Material supplied:
— Begin —
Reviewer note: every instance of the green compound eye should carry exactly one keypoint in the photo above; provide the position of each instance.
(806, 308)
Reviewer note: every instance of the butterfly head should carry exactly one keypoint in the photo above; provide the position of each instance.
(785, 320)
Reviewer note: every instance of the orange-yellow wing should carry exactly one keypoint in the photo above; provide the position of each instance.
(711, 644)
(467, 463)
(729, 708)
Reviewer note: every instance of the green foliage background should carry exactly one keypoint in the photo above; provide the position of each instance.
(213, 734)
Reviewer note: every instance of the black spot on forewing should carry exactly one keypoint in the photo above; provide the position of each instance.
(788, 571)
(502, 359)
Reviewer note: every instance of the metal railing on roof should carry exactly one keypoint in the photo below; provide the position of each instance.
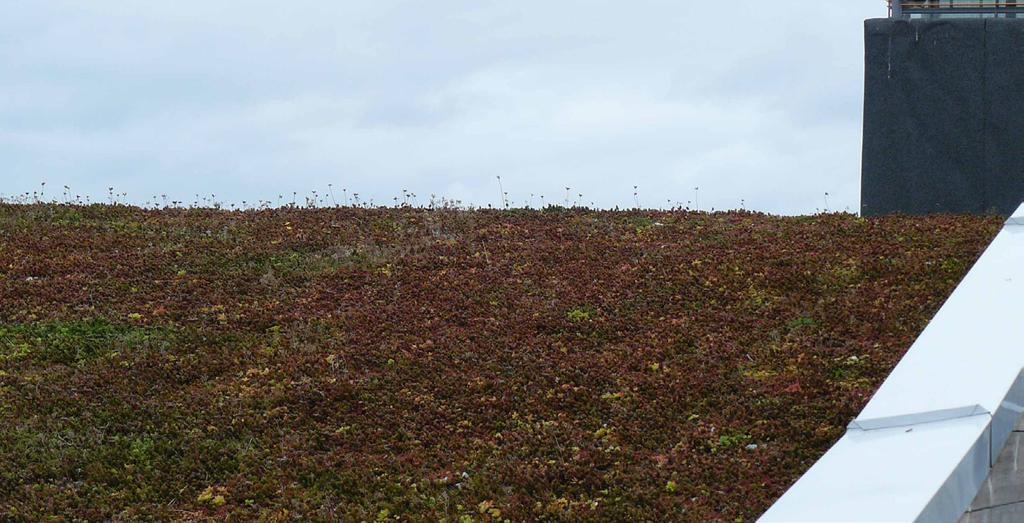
(938, 8)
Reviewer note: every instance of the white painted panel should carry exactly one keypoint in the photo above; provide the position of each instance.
(922, 447)
(973, 349)
(890, 475)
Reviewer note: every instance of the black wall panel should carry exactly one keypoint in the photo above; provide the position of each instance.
(943, 116)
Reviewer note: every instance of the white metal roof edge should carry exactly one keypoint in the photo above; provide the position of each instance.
(918, 418)
(852, 482)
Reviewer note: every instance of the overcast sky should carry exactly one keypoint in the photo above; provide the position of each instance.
(755, 100)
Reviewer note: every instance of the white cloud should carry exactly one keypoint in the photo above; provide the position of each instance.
(253, 99)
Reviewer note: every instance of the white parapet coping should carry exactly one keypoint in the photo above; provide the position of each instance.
(924, 444)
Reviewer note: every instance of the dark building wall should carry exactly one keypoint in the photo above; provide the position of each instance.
(943, 116)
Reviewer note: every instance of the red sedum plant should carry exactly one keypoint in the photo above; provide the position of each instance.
(357, 364)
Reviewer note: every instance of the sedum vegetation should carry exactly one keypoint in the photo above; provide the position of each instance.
(383, 364)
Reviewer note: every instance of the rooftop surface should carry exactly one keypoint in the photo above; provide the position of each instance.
(374, 363)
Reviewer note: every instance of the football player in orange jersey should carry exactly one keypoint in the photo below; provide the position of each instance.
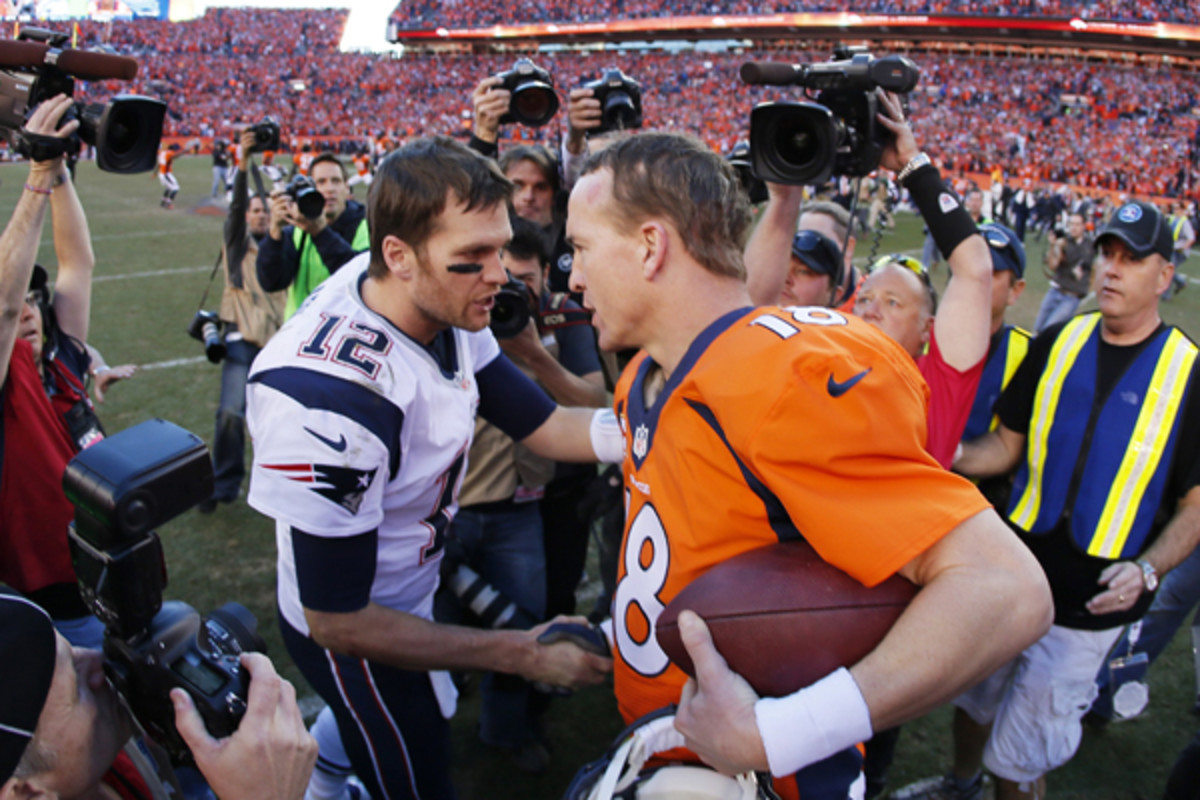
(745, 426)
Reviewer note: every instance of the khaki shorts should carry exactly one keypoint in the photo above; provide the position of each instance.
(1037, 701)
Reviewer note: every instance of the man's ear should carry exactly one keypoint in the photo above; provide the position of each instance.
(27, 788)
(654, 244)
(400, 259)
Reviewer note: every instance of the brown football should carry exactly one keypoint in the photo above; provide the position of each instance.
(783, 618)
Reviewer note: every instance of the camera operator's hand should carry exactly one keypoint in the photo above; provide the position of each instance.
(564, 663)
(281, 212)
(247, 145)
(583, 114)
(269, 757)
(903, 146)
(45, 121)
(491, 102)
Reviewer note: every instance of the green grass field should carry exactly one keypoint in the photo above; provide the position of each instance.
(153, 266)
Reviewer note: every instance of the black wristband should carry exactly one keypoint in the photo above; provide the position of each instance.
(943, 214)
(490, 149)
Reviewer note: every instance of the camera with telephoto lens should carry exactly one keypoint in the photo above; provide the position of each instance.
(123, 487)
(205, 328)
(515, 305)
(267, 136)
(305, 194)
(534, 101)
(621, 101)
(125, 132)
(838, 134)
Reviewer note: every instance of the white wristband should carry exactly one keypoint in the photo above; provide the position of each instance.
(607, 441)
(813, 723)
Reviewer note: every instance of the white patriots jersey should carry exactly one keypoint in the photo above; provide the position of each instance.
(357, 427)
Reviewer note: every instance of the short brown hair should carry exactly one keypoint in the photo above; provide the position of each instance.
(328, 157)
(411, 187)
(677, 176)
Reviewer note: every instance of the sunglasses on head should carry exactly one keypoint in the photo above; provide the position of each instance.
(906, 262)
(810, 241)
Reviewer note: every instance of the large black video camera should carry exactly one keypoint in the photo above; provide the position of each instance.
(621, 101)
(37, 66)
(839, 133)
(515, 306)
(533, 101)
(123, 487)
(267, 136)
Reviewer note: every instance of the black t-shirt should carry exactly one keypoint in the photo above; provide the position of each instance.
(1074, 575)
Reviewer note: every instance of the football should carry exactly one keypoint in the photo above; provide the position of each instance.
(783, 618)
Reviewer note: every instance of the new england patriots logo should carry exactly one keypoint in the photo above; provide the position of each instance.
(341, 485)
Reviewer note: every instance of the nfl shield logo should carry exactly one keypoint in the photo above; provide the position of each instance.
(641, 440)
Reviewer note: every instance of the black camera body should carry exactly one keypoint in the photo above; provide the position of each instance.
(123, 487)
(839, 134)
(305, 194)
(515, 306)
(125, 132)
(267, 136)
(534, 101)
(205, 328)
(621, 101)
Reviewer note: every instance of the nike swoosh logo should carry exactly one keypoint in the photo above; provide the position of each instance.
(839, 388)
(340, 445)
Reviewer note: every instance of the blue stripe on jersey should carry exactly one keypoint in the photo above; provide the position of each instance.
(510, 401)
(353, 401)
(777, 515)
(335, 575)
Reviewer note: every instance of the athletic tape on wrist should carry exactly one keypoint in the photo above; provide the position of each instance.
(813, 723)
(943, 214)
(607, 441)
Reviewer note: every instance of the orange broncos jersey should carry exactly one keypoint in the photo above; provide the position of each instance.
(777, 425)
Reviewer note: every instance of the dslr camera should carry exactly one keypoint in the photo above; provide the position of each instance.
(808, 143)
(267, 136)
(125, 131)
(123, 487)
(534, 101)
(205, 328)
(515, 305)
(621, 101)
(304, 193)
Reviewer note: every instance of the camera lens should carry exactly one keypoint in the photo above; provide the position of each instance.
(619, 110)
(793, 143)
(533, 104)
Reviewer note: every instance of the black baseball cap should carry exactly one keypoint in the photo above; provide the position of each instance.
(1007, 252)
(28, 655)
(819, 252)
(39, 280)
(1143, 228)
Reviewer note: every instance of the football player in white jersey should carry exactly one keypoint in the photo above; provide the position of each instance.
(361, 409)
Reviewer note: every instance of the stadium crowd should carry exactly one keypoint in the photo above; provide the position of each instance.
(419, 14)
(1097, 126)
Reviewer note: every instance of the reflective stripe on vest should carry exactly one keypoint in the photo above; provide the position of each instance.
(999, 371)
(1111, 462)
(312, 271)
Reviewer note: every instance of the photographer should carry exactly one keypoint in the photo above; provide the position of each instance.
(300, 252)
(65, 733)
(251, 316)
(43, 361)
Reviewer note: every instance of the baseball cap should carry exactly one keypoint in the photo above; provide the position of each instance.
(819, 252)
(1143, 228)
(39, 280)
(28, 655)
(1007, 252)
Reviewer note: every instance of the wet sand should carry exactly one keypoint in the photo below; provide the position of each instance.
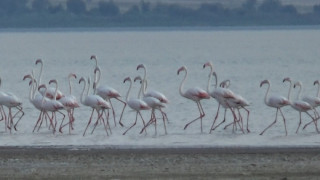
(97, 162)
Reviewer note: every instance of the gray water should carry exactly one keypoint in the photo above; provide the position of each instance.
(245, 56)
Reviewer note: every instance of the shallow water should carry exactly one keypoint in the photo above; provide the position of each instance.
(245, 56)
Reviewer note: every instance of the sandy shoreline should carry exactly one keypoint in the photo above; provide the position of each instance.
(74, 162)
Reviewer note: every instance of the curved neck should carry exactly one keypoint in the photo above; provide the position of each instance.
(82, 93)
(299, 92)
(40, 73)
(266, 95)
(127, 97)
(289, 92)
(209, 79)
(96, 80)
(70, 85)
(216, 79)
(182, 83)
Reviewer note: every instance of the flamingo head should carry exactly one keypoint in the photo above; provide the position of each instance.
(138, 78)
(207, 64)
(42, 86)
(81, 79)
(39, 61)
(182, 68)
(287, 79)
(93, 57)
(97, 69)
(298, 83)
(141, 66)
(264, 82)
(27, 76)
(225, 83)
(72, 75)
(127, 79)
(53, 81)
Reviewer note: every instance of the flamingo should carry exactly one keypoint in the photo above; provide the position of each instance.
(135, 104)
(274, 101)
(238, 103)
(107, 93)
(300, 105)
(51, 105)
(70, 103)
(195, 94)
(313, 101)
(10, 100)
(35, 98)
(153, 93)
(50, 90)
(220, 95)
(96, 102)
(152, 102)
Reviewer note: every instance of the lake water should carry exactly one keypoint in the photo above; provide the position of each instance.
(245, 56)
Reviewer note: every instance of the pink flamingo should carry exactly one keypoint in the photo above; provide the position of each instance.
(300, 105)
(274, 101)
(220, 95)
(135, 104)
(96, 102)
(70, 103)
(238, 102)
(50, 91)
(35, 98)
(107, 93)
(195, 94)
(11, 101)
(153, 93)
(152, 102)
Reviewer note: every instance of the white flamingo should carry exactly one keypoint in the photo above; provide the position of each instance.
(220, 95)
(50, 91)
(69, 102)
(36, 99)
(274, 101)
(96, 102)
(10, 100)
(299, 105)
(238, 102)
(195, 94)
(152, 102)
(107, 93)
(135, 104)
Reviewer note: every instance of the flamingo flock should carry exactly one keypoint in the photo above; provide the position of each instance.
(52, 104)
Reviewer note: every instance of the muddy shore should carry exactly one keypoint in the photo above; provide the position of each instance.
(150, 163)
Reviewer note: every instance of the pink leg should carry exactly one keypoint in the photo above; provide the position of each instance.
(271, 123)
(125, 104)
(88, 122)
(200, 117)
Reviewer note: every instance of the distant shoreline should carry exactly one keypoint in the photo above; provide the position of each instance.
(190, 163)
(183, 28)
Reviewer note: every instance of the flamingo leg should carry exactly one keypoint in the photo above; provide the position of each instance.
(299, 122)
(132, 124)
(19, 110)
(200, 117)
(90, 119)
(271, 123)
(315, 122)
(124, 106)
(317, 118)
(215, 119)
(39, 119)
(284, 121)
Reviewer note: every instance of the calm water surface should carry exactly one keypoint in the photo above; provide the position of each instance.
(245, 56)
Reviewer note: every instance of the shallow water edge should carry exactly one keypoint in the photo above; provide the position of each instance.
(160, 163)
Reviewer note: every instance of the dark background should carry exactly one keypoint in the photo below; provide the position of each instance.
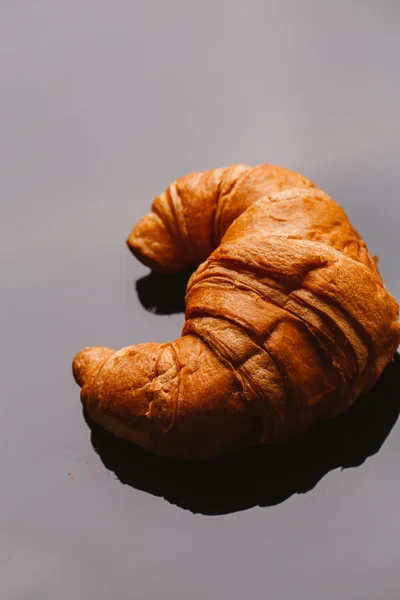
— End —
Aim: Please count how many lines of the material above contain the string "lens" and reply with only that number.

Solution to this problem: 2